• **WRITTEN INSTRUCTION**
Reproduce the material below in full, substituting "object detector" for each occurrence of "automated detector" and leaving all other text unaltered.

• **SOURCE DATA**
<<<<
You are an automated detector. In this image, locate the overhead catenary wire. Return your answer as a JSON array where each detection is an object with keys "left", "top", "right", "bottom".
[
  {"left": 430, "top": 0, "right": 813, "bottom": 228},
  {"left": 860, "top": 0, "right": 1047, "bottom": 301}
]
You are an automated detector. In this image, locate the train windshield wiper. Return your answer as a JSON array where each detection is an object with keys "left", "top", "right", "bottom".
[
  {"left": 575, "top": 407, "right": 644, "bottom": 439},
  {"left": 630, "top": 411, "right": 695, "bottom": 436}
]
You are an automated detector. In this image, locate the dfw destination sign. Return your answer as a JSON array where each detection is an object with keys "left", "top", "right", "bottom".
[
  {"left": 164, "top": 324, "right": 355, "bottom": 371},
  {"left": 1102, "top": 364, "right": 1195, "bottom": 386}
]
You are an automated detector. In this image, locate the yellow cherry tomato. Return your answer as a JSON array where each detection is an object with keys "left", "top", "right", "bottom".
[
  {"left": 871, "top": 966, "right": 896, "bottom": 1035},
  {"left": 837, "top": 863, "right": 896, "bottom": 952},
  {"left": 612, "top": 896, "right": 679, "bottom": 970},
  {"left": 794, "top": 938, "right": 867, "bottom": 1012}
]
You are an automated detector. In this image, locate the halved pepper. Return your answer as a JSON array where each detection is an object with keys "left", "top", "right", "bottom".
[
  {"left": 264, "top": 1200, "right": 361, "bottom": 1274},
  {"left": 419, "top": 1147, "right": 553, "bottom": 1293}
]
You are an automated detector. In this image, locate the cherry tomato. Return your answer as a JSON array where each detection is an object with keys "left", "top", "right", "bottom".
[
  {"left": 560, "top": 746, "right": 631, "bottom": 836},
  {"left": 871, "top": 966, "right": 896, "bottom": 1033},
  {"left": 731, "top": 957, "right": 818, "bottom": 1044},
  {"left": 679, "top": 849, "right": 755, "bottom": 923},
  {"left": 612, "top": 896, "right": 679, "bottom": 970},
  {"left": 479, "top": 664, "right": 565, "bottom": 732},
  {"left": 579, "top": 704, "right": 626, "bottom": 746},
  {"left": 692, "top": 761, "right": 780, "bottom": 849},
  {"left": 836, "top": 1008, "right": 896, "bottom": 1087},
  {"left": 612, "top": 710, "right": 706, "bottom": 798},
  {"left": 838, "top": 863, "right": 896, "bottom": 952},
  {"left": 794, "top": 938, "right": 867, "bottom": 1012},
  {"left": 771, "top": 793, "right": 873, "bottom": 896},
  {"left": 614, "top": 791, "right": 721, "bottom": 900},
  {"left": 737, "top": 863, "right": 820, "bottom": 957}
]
>>>>
• **ANSWER IN FULL**
You are an object detector. In this image, locate the overhead catenary wire. Return your answer as a JSON array where each detection is an object with keys "left", "top", "right", "bottom".
[
  {"left": 430, "top": 0, "right": 813, "bottom": 228},
  {"left": 860, "top": 0, "right": 1047, "bottom": 301}
]
You are an object detector. In this image, locate the train windshield wiper. Return your answer as a JSON array where each detection is an object with keys "left", "top", "right", "bottom".
[
  {"left": 575, "top": 407, "right": 644, "bottom": 439},
  {"left": 630, "top": 411, "right": 695, "bottom": 436}
]
You are an object detector. In this image, locate the dfw destination sign. Return your answer as a JSON array where each detection is an object with keys "left", "top", "right", "bottom".
[
  {"left": 164, "top": 324, "right": 355, "bottom": 371},
  {"left": 1102, "top": 364, "right": 1195, "bottom": 386}
]
You are an object detector. In this image, locate the yellow cherry tomato. Return your answer as a JSON array where each detection is an object with keys "left", "top", "right", "bottom".
[
  {"left": 871, "top": 966, "right": 896, "bottom": 1035},
  {"left": 837, "top": 863, "right": 896, "bottom": 952},
  {"left": 612, "top": 896, "right": 679, "bottom": 970},
  {"left": 794, "top": 938, "right": 867, "bottom": 1012}
]
You are an object detector. In this image, locate the halved pepper. Return your answer as a JSON array where each detection is an object with keys "left", "top", "right", "bottom".
[
  {"left": 264, "top": 1200, "right": 361, "bottom": 1274},
  {"left": 419, "top": 1147, "right": 553, "bottom": 1293}
]
You are an object detector. In this image, locate the cherry tomato. Return your answer as a JSON array where each detection is an object with keys "left", "top", "right", "bottom".
[
  {"left": 560, "top": 746, "right": 631, "bottom": 836},
  {"left": 871, "top": 966, "right": 896, "bottom": 1033},
  {"left": 731, "top": 957, "right": 818, "bottom": 1044},
  {"left": 679, "top": 849, "right": 755, "bottom": 923},
  {"left": 612, "top": 896, "right": 679, "bottom": 970},
  {"left": 479, "top": 664, "right": 565, "bottom": 732},
  {"left": 579, "top": 704, "right": 626, "bottom": 746},
  {"left": 692, "top": 761, "right": 780, "bottom": 849},
  {"left": 836, "top": 1008, "right": 896, "bottom": 1087},
  {"left": 612, "top": 710, "right": 706, "bottom": 798},
  {"left": 838, "top": 863, "right": 896, "bottom": 952},
  {"left": 794, "top": 938, "right": 867, "bottom": 1012},
  {"left": 771, "top": 793, "right": 873, "bottom": 896},
  {"left": 614, "top": 791, "right": 721, "bottom": 900},
  {"left": 737, "top": 863, "right": 820, "bottom": 957}
]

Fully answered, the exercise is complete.